__AIM__: In the listing below, change each "portion" to "part" and give the whole listing back with nothing else altered.

== MATERIAL FOR THE TASK

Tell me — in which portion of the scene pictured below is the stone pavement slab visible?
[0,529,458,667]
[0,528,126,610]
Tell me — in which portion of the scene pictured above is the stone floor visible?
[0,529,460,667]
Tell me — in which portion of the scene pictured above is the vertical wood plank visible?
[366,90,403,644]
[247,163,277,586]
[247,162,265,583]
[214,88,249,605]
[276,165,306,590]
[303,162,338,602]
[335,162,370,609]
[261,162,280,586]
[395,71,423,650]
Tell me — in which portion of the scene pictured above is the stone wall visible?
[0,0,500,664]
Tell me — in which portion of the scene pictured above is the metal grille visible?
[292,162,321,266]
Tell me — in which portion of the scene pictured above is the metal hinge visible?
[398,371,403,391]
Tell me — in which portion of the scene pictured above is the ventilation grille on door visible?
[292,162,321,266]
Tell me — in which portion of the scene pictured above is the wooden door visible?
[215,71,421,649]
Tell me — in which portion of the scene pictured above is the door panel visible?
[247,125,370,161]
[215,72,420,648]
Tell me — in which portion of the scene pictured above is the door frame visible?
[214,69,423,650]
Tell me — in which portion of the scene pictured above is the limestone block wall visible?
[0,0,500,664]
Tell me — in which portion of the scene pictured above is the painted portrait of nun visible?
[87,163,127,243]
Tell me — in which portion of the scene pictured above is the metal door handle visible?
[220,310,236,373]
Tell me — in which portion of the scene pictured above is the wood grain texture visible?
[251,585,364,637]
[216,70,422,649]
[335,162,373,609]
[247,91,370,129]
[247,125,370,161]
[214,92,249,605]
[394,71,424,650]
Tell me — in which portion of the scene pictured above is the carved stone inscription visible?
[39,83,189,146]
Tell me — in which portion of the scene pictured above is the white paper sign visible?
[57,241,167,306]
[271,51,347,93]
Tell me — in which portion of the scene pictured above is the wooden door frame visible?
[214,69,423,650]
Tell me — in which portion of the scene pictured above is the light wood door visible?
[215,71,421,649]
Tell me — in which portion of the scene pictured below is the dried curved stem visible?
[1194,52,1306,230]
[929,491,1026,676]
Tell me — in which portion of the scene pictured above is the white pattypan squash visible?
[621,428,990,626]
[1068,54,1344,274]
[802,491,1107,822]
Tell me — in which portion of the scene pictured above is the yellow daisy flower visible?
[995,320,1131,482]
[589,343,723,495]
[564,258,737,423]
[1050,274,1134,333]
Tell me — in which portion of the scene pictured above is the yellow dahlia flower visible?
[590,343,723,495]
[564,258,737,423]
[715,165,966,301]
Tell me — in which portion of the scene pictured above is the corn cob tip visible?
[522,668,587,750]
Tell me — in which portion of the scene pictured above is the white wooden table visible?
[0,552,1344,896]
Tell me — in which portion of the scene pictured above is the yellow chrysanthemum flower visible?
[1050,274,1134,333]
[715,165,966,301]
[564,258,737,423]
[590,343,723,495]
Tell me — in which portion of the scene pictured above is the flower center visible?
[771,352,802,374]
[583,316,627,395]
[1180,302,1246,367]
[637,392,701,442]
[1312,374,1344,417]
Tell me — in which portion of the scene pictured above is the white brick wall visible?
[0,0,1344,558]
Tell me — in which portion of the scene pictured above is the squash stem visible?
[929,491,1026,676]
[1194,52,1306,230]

====

__RESULT BELOW__:
Tell me — in which part of the scene pictured below is the stone pavement slab visible?
[0,529,458,667]
[0,528,126,610]
Tell me — in which part of the scene pictured above is the stone floor visible?
[0,529,460,667]
Tell me — in which part of the scene pictured above is the vertical wood plank visible?
[366,90,403,644]
[247,163,277,586]
[247,162,265,583]
[214,88,249,605]
[276,165,306,590]
[303,162,338,602]
[335,162,370,609]
[261,162,280,586]
[395,71,423,650]
Tell me — in which part of the scene pictured above is the stone wall visible?
[0,0,500,664]
Tell me — in which part of the scene pictured above is the metal grille visible?
[292,162,321,266]
Tell me — in which part of the scene pictured above is the metal hinge visible?
[398,371,403,391]
Tell me — in which part of the scene pictured above is the ventilation grille on door visible?
[292,162,321,266]
Tell me — in which part of the scene pictured above is the wooden door visible?
[215,71,421,649]
Tell me — in which part of the scene pictured above is the door panel visible?
[247,125,370,161]
[215,72,420,648]
Tell me — in which part of the scene pictured above is the door frame visible?
[214,69,423,650]
Tell me — in which part of the scene pictured above is the limestone block wall visible?
[0,0,500,664]
Tell me — in which part of the scene pictured above is the painted portrait of nun visible?
[87,163,127,243]
Tell me — in which part of the scene pictured above is the metal door handle visible?
[220,310,236,373]
Tell me — in which part of the scene pictured above is the wood grain texture visible?
[251,585,364,637]
[216,70,422,649]
[335,162,373,609]
[247,91,370,129]
[247,125,370,161]
[214,92,249,605]
[394,71,424,650]
Tell me — in which part of the scene pictured above is the carved stone inscription visible?
[39,83,189,146]
Tell me — in which part of the scene pictured above is the white paper sign visible?
[57,241,167,306]
[271,51,347,93]
Tell me — in which part of the scene pictured above is the wooden door frame visible?
[214,69,423,650]
Tell me — in which part of the scene pictured above is the light wood door visible?
[215,71,421,649]
Tell me — in which part of the scene pictured below is the dried curved stem visible?
[1194,52,1306,230]
[929,491,1026,676]
Tell me — in which part of the scene pictured above is the white pattypan squash visible?
[621,428,990,626]
[1068,54,1344,274]
[802,491,1107,822]
Tell me — in which part of the scene pictured above is the yellow daisy flower visible?
[995,320,1131,482]
[589,343,723,495]
[564,258,737,423]
[1050,274,1134,333]
Tell me — in which part of the scene pictured above is the yellow dahlia flower visible?
[590,343,723,495]
[564,258,737,423]
[715,165,966,301]
Tell me — in which part of the scene pictured above is the corn cob tip visible?
[522,668,587,750]
Tell me — in which part of the scene pictured above is the white wooden table visible?
[0,552,1344,896]
Tell me — in which part of the scene pictured above is the yellow chrysanthemum flower visible?
[1050,274,1134,333]
[715,165,966,301]
[564,258,737,423]
[590,343,723,495]
Tell me — in which part of the scene pictured above is the flower center visible?
[771,352,802,374]
[583,316,627,395]
[1180,302,1246,367]
[637,392,701,442]
[1312,374,1344,417]
Tell me — in which part of the scene pictured above is the white brick wall visible?
[0,0,1344,558]
Tell me — in which part of the scene pictured above is the squash stem visible?
[929,491,1026,676]
[1194,52,1306,230]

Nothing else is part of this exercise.